GOAL A | In the Kauai excerpt, what road was the first home on Kauai on?

Two years on Kauai. Still finding new things to do. Still not tired of what we’ve done.
Since moving here Memorial Day 2007, we’ve made lifestyle changes and gone on adventures, made new friends and anxiously hosted old ones, made unexpected career moves and found ways to have fun while working, gone green and lost loved ones, read old authors and watched new flicks, seen new sights and consumed old drinks, tasted new cuisine and acquired more stuff, self-reflected and reflected ourselves.
Our first home on Kauai was a studio on Hauaala Road a couple hundred steps to the shoreline. We moved up the road a few months later after I talked my brother into leaving the Eagle nest in Ohio. The three of us shared a condo on Kawaihau for a month before landing the place we’d been waiting for on Lani.
Our current upstairs home overlooks our first place, as well as the ocean to the east, Anahola Mountains to the north and Mount Waialeale, the wettest spot on Earth, to the west.
We traded a bike ride to the beach for a daily view of the sea from our bedroom window, kitchen table and wrap-around lanai. While we sometimes reminisce about cooking on our hot plate at our first place, I relish the kitchen here to pursue a favorite pastime. Plus, with three bedrooms and a quieter neighborhood we now have some space to sprawl.
Looking back over the past nine years since leaving Robin Hood Lane, I’ve moved some 16 times counting several rooms in Oxford, Valencia, Greenville, the road and here.
Over the past year and a half at our current digs, we’ve picked fruit from our mango tree, flowers from our plumeria and spices from our garden. After planting the beans, tomatoes, peppers, lettuce, basil, thyme, oregano, cat grass, cat nip, and flowers of all sorts about a month ago in a wide variety of containers on the porch, we await our first real harvest.

GOAL B | Turn the records below into a Markdown table with the columns Row and Line, giving each line its own numbered row and skipping blank lines. Leave the pictures out.

DATA PROVIDED |
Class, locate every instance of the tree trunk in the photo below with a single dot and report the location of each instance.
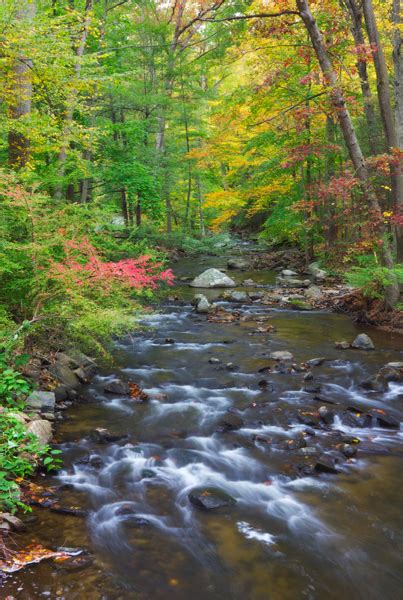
(355, 13)
(384, 100)
(18, 143)
(138, 211)
(124, 205)
(350, 138)
(71, 101)
(398, 88)
(200, 201)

WRITTEN REPLY A | Hauaala Road.

WRITTEN REPLY B |
| Row | Line |
|---|---|
| 1 | Class, locate every instance of the tree trunk in the photo below with a single dot and report the location of each instance. |
| 2 | (355, 13) |
| 3 | (384, 100) |
| 4 | (18, 143) |
| 5 | (138, 211) |
| 6 | (124, 205) |
| 7 | (350, 138) |
| 8 | (71, 101) |
| 9 | (398, 88) |
| 10 | (200, 201) |